**What to work on**:
(a) In the passage on farmland loss, what rate of loss to development and urban sprawl does the American Farmland Trust report for the United States?
(b) Translate this sentence from the passage on farmland loss into Spanish: "Urban development has a tendency to fragment and eventually replace farms with housing, shopping malls and other suburban areas."
(c) Do these statements agree with the passage on farmland loss? (i) The USDA estimate of lost farmland covers the years 1982 to 2007. (ii) Most fruits, vegetables and dairy consumed in the United States come from farms far from metropolitan areas. (iii) The study authors are optimistic about changing course. For each, answer yes or no and quote the words that decide it.

**Document extract**:
------------

Urban development has a tendency to fragment and eventually replace farms with housing, shopping malls and other suburban areas. This is terrible news considering the already staggering loss of farmland occurring in the United States – the USDA estimates that between 1982 and 2007, more than 23 million acres of farmland was lost to development, and of this land, 38 percent was prime farmland. According to the American Farmland Trust, more than an acre of farmland is lost every minute to development and urban sprawl in the United States, and yet, the majority of fruits, vegetables and dairy consumed in the United States come from farms close to metropolitan areas. While cities like Charleston, SC, have implemented regional plans that favor denser, mixed-use development while conserving agricultural and natural lands, the study authors are not optimistic about the opportunity to change course, writing, “History suggests humans … rarely optimize growth, particularly when multiple objectives such as profit, equity, and ecological integrity come into conflict.” But a new smart growth future must be realized – to feed a growing population, protect humans from the effects of climate change, and preserve open space.

------------

**Given material**:
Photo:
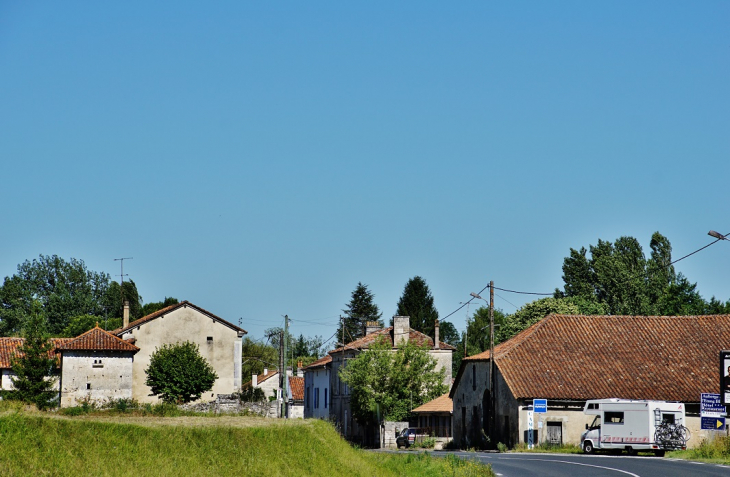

------------

**Results**:
(a) More than an acre of farmland is lost every minute.

(b) El desarrollo urbano tiende a fragmentar y, con el tiempo, sustituir las granjas por viviendas, centros comerciales y otras zonas suburbanas.

(c)
(i) Yes: "between 1982 and 2007"
(ii) No: "the majority of fruits, vegetables and dairy consumed in the United States come from farms close to metropolitan areas"
(iii) No: "the study authors are not optimistic about the opportunity to change course"